▶ [Exercise prompt]
Go to the line that contains "Target: baking dish handle" and transcribe from there to the end of the entries, that line and the last one included.

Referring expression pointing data
-*-

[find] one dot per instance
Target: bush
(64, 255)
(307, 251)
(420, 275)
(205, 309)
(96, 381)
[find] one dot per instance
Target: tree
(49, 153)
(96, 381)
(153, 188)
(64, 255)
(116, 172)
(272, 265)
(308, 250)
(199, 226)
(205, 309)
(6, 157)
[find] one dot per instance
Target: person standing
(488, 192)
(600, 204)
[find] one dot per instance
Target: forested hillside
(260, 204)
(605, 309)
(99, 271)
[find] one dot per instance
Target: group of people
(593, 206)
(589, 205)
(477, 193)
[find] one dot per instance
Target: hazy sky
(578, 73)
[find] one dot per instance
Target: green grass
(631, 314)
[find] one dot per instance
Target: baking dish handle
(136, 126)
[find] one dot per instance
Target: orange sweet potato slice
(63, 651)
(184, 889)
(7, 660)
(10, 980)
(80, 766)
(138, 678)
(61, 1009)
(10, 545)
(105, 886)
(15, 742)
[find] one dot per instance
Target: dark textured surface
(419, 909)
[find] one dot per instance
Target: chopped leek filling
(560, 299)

-*-

▶ [Problem solution]
Target: baking dish handle
(136, 126)
[find] one dot per instance
Target: orange sweet potato slice
(63, 651)
(184, 889)
(7, 660)
(10, 980)
(80, 766)
(138, 678)
(61, 1009)
(10, 545)
(105, 886)
(15, 742)
[find] one dot per instance
Target: dark textured surface
(419, 909)
[find] one dot per instance
Target: chopped leek filling
(560, 299)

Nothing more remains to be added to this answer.